What you should do:
Count the lines below that contain the string "fill", and reply with that number alone.
------------------------------------------------------------
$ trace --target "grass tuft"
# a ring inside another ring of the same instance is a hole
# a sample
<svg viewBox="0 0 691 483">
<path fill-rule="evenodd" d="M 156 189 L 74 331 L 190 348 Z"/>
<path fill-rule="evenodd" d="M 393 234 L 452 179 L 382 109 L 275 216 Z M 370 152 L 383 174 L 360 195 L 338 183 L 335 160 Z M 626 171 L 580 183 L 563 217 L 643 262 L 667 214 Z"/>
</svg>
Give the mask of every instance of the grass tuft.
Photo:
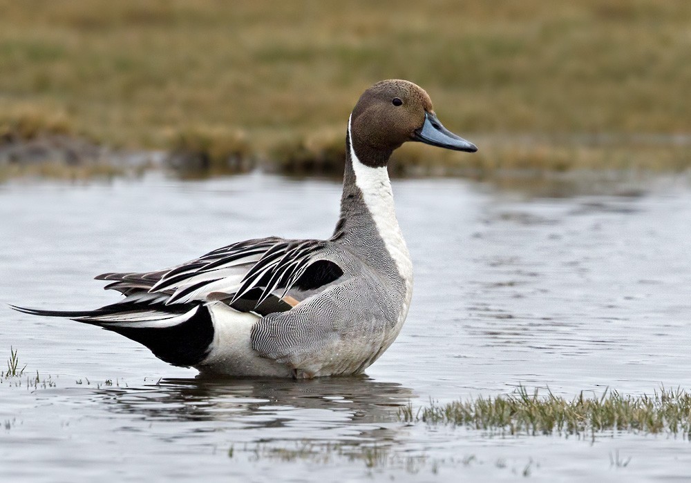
------------------------------------------------------------
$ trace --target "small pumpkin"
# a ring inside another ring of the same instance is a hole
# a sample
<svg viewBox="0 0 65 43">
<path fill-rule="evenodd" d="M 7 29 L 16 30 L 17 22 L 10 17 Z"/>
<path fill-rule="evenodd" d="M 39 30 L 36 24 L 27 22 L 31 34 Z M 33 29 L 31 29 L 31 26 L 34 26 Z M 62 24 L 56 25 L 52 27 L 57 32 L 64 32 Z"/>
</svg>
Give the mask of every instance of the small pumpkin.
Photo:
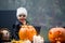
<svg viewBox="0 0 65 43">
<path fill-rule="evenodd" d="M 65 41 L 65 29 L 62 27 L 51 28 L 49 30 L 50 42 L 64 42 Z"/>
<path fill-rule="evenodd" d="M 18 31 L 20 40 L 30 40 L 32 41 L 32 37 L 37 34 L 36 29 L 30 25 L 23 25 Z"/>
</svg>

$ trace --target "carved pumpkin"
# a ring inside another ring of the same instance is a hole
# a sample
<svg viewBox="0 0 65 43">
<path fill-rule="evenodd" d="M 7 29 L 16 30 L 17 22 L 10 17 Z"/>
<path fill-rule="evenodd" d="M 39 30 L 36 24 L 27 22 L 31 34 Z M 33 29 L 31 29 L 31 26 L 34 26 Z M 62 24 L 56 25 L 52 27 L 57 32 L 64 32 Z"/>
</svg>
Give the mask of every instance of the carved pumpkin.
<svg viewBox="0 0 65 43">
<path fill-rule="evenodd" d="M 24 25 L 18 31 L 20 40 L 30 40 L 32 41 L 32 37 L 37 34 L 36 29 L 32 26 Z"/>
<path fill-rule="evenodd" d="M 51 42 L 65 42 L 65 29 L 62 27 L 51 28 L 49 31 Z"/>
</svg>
------------------------------------------------------------
Solved exercise:
10